Opdrachten:
1. Schrijf uit de uitspraak van de kantonrechter het gedeelte over dat begint bij "De kantonrechter gaat" en doorloopt tot en met "daarin te beslissen.".
2. Vervolg de uitspraak van de kantonrechter in het kort geding vanaf de plaats waar deze eindigt.

Gegeven tekst:
▼▼▼
De kantonrechter heeft partijen erop gewezen dat zij in het vervolg van de procedure niet in persoon kunnen procederen, maar dat zij hiervoor een advocaat nodig hebben. Tevens zijn de griffierechten voor zowel eiseres als gedaagde uiteengezet, waarbij eiseres een griffierecht van € 314,00 en gedaagde een griffierecht van € 676,00 verschuldigd is na verwijzing. De griffier is opgedragen om de processtukken en een afschrift van het proces-verbaal zo spoedig mogelijk aan de griffier van het team Handel en Haven te doen toekomen.

Uitspraak

RECHTBANK ROTTERDAM

locatie Rotterdam
zaaknummer: 10044746 / CV EXPL 22-328
datum: 15 augustus 2022
proces-verbaal van de mondelinge uitspraak ex artikel 30p van het Wetboek van Burgerlijke Rechtsvordering (Rv) in kort geding van de kantonrechter, zitting houdende in Rotterdam,
in de zaak van
[eiseres01],
wonende in [woonplaats01] ,
in haar hoedanigheid van curator van [naam01] ,
eiseres,
gemachtigde: mr. J.E. de Glopper te Goes,
tegen
Stichting Zuidwester,
gevestigd in Middelharnis, gemeente Goeree-Overflakkee,
gedaagde,
gemachtigde: mr. dr. L.A.P. Arends te Nijmegen.
Aanwezig is mr. F. Aukema-Hartog, kantonrechter, bijgestaan door mr. R.W.H. van Rijkom, griffier.
Na uitroeping van de zaak verschijnen:
  • eiseres in persoon, vergezeld van haar zoon en bijgestaan door haar gemachtigde;
  • namens gedaagde [naam02] (regiomanager), bijgestaan door de gemachtigde van gedaagde en [naam03] .
De kantonrechter gaat over tot de bij dagbepaling van 12 augustus 2022 bepaalde mondelinge behandeling van het kort geding.

1..Verklaringen van partijen

1.1.
Partijen hebben hun standpunten met betrekking tot de absolute bevoegdheid van de kantonrechter tijdens de mondelinge behandeling nader toegelicht.

2..De gronden van de beslissing

2.1.
De kantonrechter moet - zo nodig ambtshalve - beoordelen of zij absoluut bevoegd is om het onderhavige kort geding te behandelen en daarin te beslissen.
2.2.
▲▲▲
Ruwe gegevens:
▼▼▼
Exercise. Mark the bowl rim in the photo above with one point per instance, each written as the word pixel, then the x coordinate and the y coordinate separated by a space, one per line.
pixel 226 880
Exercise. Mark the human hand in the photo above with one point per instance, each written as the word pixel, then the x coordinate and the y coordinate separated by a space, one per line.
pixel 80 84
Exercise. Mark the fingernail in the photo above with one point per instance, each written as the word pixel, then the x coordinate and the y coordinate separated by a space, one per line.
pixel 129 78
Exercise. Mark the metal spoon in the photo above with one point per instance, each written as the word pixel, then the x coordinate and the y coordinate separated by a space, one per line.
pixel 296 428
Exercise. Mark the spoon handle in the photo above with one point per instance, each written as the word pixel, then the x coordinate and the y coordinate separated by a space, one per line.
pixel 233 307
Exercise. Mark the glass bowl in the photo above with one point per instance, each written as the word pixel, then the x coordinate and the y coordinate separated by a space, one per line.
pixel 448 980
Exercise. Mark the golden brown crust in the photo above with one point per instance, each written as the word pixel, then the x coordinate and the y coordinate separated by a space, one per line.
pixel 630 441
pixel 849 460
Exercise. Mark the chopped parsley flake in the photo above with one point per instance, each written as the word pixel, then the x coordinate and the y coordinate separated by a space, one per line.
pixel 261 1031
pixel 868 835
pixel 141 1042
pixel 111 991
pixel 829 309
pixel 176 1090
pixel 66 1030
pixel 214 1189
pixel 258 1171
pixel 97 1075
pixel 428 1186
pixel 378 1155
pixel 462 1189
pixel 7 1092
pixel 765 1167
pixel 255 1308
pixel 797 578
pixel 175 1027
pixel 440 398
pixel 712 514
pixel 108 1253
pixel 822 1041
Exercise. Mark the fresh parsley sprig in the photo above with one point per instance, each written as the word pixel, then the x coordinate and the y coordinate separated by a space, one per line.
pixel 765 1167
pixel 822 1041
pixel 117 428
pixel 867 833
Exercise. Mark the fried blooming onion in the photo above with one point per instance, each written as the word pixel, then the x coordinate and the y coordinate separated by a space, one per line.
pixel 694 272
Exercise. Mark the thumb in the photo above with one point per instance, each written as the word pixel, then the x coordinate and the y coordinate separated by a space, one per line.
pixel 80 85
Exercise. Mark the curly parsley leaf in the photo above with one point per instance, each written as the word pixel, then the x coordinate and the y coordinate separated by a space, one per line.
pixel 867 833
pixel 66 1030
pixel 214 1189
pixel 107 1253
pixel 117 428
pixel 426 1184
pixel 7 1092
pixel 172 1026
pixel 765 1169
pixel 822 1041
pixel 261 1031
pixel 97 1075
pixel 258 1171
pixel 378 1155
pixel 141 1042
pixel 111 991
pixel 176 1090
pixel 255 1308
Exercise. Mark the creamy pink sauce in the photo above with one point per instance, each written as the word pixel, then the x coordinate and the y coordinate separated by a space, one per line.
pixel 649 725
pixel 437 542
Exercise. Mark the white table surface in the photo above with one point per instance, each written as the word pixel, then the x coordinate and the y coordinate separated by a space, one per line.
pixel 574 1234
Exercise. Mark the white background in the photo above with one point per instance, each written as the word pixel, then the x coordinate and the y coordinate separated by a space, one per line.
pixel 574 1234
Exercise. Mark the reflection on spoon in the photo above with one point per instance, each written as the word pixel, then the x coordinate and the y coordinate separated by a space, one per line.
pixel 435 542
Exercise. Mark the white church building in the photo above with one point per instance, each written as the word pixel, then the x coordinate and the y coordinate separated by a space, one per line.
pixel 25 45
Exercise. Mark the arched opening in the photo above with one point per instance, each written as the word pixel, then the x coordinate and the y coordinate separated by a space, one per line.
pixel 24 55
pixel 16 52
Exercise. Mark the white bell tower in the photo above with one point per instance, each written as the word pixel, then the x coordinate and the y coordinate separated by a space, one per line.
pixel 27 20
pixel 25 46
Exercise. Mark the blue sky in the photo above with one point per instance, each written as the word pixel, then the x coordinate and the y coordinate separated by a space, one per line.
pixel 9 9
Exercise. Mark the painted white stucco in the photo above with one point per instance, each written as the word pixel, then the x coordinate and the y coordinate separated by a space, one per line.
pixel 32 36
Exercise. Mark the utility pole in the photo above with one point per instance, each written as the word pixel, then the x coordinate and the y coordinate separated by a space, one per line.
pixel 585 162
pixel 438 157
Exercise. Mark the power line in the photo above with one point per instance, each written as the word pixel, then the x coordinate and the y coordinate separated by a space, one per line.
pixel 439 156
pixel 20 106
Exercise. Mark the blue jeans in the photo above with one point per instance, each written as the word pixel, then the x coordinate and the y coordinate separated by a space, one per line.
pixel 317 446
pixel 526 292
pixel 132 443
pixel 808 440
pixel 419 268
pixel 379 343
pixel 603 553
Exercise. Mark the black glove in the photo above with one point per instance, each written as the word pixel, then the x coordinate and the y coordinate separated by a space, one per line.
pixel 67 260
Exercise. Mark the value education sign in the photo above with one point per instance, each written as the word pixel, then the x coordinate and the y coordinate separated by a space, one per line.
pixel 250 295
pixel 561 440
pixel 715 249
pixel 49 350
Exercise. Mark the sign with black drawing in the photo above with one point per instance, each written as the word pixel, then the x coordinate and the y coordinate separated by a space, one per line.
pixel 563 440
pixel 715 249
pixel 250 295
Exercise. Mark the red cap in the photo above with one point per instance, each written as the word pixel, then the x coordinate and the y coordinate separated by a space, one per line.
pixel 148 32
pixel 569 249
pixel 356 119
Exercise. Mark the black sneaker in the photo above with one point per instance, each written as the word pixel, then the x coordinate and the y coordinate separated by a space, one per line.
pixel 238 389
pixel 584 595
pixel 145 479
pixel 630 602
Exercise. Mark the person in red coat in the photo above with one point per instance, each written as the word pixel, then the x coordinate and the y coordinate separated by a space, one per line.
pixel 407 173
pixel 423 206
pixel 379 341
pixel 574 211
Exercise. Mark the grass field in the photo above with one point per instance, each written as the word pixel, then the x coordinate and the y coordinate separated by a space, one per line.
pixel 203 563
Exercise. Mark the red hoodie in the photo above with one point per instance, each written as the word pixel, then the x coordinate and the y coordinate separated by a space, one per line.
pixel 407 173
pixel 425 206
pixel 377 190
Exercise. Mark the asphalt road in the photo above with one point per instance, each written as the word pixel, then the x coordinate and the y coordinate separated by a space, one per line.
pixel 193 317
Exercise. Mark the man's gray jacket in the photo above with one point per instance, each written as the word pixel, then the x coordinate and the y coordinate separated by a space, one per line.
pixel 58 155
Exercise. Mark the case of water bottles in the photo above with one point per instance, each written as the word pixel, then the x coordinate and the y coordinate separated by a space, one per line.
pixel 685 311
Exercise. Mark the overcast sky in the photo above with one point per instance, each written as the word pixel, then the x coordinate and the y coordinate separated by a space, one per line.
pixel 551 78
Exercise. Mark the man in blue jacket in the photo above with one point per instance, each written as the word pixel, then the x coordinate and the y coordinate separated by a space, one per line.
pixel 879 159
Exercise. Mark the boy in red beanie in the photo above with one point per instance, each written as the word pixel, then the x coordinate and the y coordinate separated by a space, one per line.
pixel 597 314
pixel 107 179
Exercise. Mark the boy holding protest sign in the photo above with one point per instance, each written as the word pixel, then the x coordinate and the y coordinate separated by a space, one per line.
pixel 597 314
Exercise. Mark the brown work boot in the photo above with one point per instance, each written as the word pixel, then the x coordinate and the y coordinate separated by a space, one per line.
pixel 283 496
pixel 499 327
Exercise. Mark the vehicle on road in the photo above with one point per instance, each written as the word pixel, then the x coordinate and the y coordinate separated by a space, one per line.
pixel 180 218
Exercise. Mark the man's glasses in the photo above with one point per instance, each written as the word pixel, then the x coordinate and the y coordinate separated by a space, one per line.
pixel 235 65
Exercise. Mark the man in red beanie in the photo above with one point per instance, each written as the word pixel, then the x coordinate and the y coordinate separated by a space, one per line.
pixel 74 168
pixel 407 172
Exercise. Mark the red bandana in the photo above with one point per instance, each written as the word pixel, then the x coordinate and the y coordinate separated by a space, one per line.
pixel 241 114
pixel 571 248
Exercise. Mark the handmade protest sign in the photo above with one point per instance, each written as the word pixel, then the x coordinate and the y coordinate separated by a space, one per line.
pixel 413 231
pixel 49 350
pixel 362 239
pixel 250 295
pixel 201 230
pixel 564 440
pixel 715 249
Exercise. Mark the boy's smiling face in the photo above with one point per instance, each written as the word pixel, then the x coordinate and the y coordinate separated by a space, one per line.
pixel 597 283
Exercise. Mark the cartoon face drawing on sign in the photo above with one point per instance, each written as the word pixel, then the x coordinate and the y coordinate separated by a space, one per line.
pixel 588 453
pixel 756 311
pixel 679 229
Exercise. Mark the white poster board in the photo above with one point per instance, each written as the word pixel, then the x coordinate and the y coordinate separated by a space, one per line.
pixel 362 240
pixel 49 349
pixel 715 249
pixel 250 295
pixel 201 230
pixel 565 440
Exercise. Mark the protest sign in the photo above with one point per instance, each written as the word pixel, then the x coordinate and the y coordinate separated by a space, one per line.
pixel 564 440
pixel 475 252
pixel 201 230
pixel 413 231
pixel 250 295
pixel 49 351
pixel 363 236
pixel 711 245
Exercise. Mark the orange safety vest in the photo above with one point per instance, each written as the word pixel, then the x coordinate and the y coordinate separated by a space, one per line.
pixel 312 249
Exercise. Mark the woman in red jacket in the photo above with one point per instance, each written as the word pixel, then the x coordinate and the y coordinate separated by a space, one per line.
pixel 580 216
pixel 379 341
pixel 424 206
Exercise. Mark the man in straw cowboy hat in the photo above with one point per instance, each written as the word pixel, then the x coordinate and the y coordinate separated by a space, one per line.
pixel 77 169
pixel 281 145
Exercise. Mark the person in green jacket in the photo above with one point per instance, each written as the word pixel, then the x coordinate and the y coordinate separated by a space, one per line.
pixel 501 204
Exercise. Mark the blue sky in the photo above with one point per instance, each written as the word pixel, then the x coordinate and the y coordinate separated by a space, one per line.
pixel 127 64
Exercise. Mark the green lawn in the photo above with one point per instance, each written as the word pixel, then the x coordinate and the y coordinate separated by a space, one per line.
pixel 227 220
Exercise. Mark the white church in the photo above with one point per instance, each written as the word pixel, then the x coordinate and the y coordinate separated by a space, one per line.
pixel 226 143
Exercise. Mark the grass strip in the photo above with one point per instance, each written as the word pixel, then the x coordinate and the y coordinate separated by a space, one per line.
▲▲▲
Antwoorden per opdracht:
1.
De kantonrechter gaat over tot de bij dagbepaling van 12 augustus 2022 bepaalde mondelinge behandeling van het kort geding.

1..Verklaringen van partijen

1.1.
Partijen hebben hun standpunten met betrekking tot de absolute bevoegdheid van de kantonrechter tijdens de mondelinge behandeling nader toegelicht.

2..De gronden van de beslissing

2.1.
De kantonrechter moet - zo nodig ambtshalve - beoordelen of zij absoluut bevoegd is om het onderhavige kort geding te behandelen en daarin te beslissen.

2.
Op grond van artikel 254 lid 5 Rv is de kantonrechter bevoegd tot het geven van een voorlopige voorziening in zaken die in een bodemprocedure door de kantonrechter worden behandeld en beslist. Dit betekent dat in deze kort geding-procedure allereerst moet worden beoordeeld of de kantonrechter in een bodemprocedure al dan niet bevoegd zou zijn om over het tussen partijen bestaande geschil te oordelen.
2.3.
De maatstaf voor de beoordeling van de absolute bevoegdheid van de kantonrechter wordt gegeven door artikel 93 Rv.
2.4.
Eiseres vordert - kort gezegd - om gedaagde te verbieden [naam01] (de onder curatele gestelde) zonder toestemming van eiseres over te plaatsen, dan wel te verhuizen, op straffe van een dwangsom. Dit betreft een vordering van onbepaalde waarde, hetgeen de gemachtigde van eiseres heeft erkend, terwijl er geen duidelijke aanwijzingen zijn dat de vordering geen hogere waarde vertegenwoordigt dan € 25.000,00. Daarnaast is geen sprake van een aardvordering, nu de gemachtigde van eiseres ook heeft erkend dat geen sprake is van een huurovereenkomst (of enige andere overeenkomst die maakt dat sprake is van een aardvordering).
2.5.
De kantonrechter is gelet op het voorgaande niet absoluut bevoegd om het onderhavige verzoekschrift te behandelen en daarop te beslissen. De civiele rechter is bevoegd. Aangezien tussen partijen niet in geschil is dat de Rechtbank Rotterdam relatief bevoegd is en de kantonrechter zelf overigens ook van oordeel is dat dit het geval is, wordt de zaak op de voet van artikel 71 Rv ter verdere behandeling verwezen naar het team Handel en Haven van deze rechtbank.

3..De beslissing

De kantonrechter:
3.1.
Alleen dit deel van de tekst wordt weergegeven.